● **What the task requires**: Nothing in the records below should be altered when they are retyped.

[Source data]
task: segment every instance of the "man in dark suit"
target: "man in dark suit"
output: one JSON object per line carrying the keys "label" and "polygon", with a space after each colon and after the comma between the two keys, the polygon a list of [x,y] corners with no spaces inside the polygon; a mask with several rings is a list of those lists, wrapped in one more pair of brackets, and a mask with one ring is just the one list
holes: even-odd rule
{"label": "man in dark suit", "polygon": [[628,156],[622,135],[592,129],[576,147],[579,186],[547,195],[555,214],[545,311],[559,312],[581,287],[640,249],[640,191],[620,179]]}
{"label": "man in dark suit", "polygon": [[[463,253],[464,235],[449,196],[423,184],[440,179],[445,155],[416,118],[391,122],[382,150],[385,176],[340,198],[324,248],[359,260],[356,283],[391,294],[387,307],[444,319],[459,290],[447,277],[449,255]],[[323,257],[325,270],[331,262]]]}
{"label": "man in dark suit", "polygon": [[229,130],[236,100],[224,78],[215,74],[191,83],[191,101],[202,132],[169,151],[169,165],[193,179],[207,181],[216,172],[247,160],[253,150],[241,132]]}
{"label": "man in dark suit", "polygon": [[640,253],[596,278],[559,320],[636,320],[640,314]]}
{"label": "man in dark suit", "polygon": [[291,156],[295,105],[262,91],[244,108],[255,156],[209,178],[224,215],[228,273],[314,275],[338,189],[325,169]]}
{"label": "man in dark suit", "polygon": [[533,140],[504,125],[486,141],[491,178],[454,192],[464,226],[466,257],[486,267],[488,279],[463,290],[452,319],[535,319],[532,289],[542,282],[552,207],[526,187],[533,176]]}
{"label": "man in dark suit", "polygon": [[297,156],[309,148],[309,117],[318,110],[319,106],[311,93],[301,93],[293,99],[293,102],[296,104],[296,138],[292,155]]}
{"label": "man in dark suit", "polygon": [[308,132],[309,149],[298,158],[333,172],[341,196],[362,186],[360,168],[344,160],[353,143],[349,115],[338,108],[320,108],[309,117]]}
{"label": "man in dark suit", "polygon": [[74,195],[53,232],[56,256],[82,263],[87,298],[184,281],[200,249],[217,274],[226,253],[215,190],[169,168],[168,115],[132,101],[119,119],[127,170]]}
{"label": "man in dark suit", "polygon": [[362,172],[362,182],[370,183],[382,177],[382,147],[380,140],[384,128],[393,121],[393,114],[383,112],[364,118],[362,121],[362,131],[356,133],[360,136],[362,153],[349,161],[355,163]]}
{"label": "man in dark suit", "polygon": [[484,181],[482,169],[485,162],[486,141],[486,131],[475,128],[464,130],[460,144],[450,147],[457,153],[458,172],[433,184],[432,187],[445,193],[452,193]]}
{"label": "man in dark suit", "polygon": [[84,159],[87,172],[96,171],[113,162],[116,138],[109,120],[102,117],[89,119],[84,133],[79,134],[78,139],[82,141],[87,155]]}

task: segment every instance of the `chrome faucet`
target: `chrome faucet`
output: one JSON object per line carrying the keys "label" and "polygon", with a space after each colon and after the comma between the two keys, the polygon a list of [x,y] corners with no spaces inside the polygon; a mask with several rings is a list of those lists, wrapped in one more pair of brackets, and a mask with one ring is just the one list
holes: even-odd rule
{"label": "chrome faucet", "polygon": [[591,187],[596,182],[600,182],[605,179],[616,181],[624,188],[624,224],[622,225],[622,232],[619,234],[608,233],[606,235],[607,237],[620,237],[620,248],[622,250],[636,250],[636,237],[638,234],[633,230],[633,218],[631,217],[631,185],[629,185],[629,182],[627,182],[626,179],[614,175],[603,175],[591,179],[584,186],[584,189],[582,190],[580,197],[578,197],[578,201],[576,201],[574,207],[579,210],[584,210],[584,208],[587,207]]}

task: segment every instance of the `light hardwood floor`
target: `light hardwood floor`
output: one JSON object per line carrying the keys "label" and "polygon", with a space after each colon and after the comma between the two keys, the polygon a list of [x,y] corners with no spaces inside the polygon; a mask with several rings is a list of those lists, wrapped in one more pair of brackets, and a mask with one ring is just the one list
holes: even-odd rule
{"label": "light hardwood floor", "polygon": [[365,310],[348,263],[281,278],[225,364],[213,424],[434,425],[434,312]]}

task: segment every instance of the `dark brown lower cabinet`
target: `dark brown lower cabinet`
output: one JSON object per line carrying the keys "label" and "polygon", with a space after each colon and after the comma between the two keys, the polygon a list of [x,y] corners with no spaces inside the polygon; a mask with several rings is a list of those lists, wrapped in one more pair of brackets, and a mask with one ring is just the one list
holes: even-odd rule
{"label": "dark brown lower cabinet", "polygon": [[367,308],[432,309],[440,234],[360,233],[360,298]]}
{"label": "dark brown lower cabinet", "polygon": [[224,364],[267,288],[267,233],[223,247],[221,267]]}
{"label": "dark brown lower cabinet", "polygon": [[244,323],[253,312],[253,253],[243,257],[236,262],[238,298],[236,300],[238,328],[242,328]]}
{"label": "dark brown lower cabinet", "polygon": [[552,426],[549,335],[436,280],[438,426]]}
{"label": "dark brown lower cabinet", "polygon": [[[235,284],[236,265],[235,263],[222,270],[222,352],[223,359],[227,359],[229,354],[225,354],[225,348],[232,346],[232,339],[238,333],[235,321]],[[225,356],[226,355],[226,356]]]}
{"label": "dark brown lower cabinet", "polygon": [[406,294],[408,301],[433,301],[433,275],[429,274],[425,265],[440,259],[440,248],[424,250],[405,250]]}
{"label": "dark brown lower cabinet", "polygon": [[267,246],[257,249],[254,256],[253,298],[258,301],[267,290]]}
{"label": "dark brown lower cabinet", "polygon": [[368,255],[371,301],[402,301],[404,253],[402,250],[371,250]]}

● **Result for this task**:
task: segment every instance of the "man in dark suit"
target: "man in dark suit"
output: one JSON object per line carrying the keys "label" and "polygon", with a space after each colon and after the comma between the two keys, the polygon a list of [x,y] corners with no spaces inside the polygon; a mask with several rings is a list of those lists, wrapped in one more pair of brackets, and a mask with one ring is just the one list
holes: even-odd rule
{"label": "man in dark suit", "polygon": [[628,156],[622,135],[592,129],[576,147],[579,186],[547,195],[555,214],[545,311],[559,312],[581,287],[640,249],[640,191],[620,179]]}
{"label": "man in dark suit", "polygon": [[[463,253],[464,235],[449,196],[423,184],[440,179],[445,155],[416,118],[391,122],[382,150],[385,176],[340,198],[324,248],[359,260],[356,283],[391,294],[387,307],[444,319],[459,290],[447,277],[449,255]],[[323,257],[325,270],[331,262]]]}
{"label": "man in dark suit", "polygon": [[229,130],[236,100],[224,78],[215,74],[191,83],[191,101],[202,132],[169,151],[169,165],[193,179],[207,181],[216,172],[247,160],[253,150],[241,132]]}
{"label": "man in dark suit", "polygon": [[640,253],[596,278],[559,320],[636,320],[640,314]]}
{"label": "man in dark suit", "polygon": [[291,156],[295,105],[262,91],[244,108],[255,156],[209,178],[224,215],[228,273],[314,275],[338,189],[325,169]]}
{"label": "man in dark suit", "polygon": [[533,140],[504,125],[486,141],[491,178],[454,192],[464,226],[466,257],[486,267],[488,279],[463,290],[452,319],[535,319],[532,289],[542,282],[552,207],[526,187],[533,176]]}
{"label": "man in dark suit", "polygon": [[297,156],[309,148],[309,117],[318,110],[319,106],[311,93],[301,93],[293,99],[293,102],[296,104],[296,138],[292,155]]}
{"label": "man in dark suit", "polygon": [[308,132],[309,149],[298,158],[333,172],[341,196],[362,186],[360,168],[344,160],[353,143],[349,115],[338,108],[320,108],[309,117]]}
{"label": "man in dark suit", "polygon": [[74,195],[53,232],[56,256],[82,263],[87,298],[184,281],[200,249],[217,274],[226,253],[215,190],[169,168],[168,115],[132,101],[119,119],[127,170]]}
{"label": "man in dark suit", "polygon": [[362,172],[362,182],[370,183],[382,177],[382,147],[380,140],[384,128],[393,121],[393,114],[383,112],[364,118],[362,121],[362,131],[356,133],[360,136],[362,153],[349,161],[355,163]]}
{"label": "man in dark suit", "polygon": [[484,181],[482,169],[485,162],[486,141],[486,131],[475,128],[464,130],[460,144],[450,147],[457,153],[458,172],[433,184],[432,187],[445,193],[452,193]]}
{"label": "man in dark suit", "polygon": [[84,159],[87,172],[96,171],[113,162],[116,138],[109,120],[102,117],[89,119],[84,133],[79,134],[78,139],[82,141],[87,155]]}

task: segment every instance of the `chrome faucet`
target: `chrome faucet`
output: one JSON object per line carrying the keys "label" and "polygon", with a space after each colon and after the comma between the two keys, the polygon a list of [x,y] corners with no spaces inside the polygon; a mask with several rings is a list of those lists, wrapped in one more pair of brackets, and a mask with one ring is just the one list
holes: even-odd rule
{"label": "chrome faucet", "polygon": [[591,187],[596,182],[600,182],[605,179],[616,181],[624,188],[624,224],[622,225],[622,232],[619,234],[608,233],[606,235],[607,237],[620,237],[620,248],[622,250],[636,250],[636,237],[638,234],[633,230],[633,218],[631,217],[631,185],[629,185],[629,182],[627,182],[626,179],[614,175],[603,175],[591,179],[584,186],[584,189],[582,190],[580,197],[578,197],[578,201],[576,201],[574,207],[579,210],[584,210],[584,208],[587,207]]}

task: segment every instance of the `light hardwood floor`
target: `light hardwood floor`
output: one JSON object per line carrying the keys "label" and "polygon", with a space after each colon and after the comma between the two keys, the polygon a list of [x,y] corners with no spaces inside the polygon; a mask with several rings is a list of those lists, wrapped in one more pair of brackets, and a mask with one ring is just the one list
holes: even-odd rule
{"label": "light hardwood floor", "polygon": [[365,310],[348,263],[281,278],[225,364],[213,424],[434,425],[434,312]]}

task: segment every instance of the `dark brown lower cabinet`
target: `dark brown lower cabinet`
output: one JSON object per line carrying the keys "label" and "polygon", with a space after each colon and after the comma between the two keys, the polygon a list of [x,y] corners with no spaces inside the polygon; a mask with several rings is a list of those lists, wrapped in one more pair of brackets, and a mask with one ring is just the one list
holes: even-odd rule
{"label": "dark brown lower cabinet", "polygon": [[367,308],[432,309],[440,234],[360,233],[360,298]]}
{"label": "dark brown lower cabinet", "polygon": [[224,364],[267,288],[267,233],[223,247],[221,267]]}
{"label": "dark brown lower cabinet", "polygon": [[244,323],[253,312],[253,253],[243,257],[236,262],[238,298],[236,300],[238,328],[242,328]]}
{"label": "dark brown lower cabinet", "polygon": [[552,426],[549,335],[436,280],[438,426]]}
{"label": "dark brown lower cabinet", "polygon": [[[235,284],[236,265],[235,263],[222,270],[222,352],[223,359],[227,359],[229,354],[225,354],[225,348],[232,346],[232,339],[238,333],[235,321]],[[225,356],[226,355],[226,356]]]}
{"label": "dark brown lower cabinet", "polygon": [[406,294],[408,301],[433,301],[433,275],[429,274],[425,265],[440,259],[440,248],[424,250],[405,250]]}
{"label": "dark brown lower cabinet", "polygon": [[267,246],[257,249],[254,256],[253,298],[258,301],[267,290]]}
{"label": "dark brown lower cabinet", "polygon": [[368,255],[371,301],[402,301],[404,253],[402,250],[371,250]]}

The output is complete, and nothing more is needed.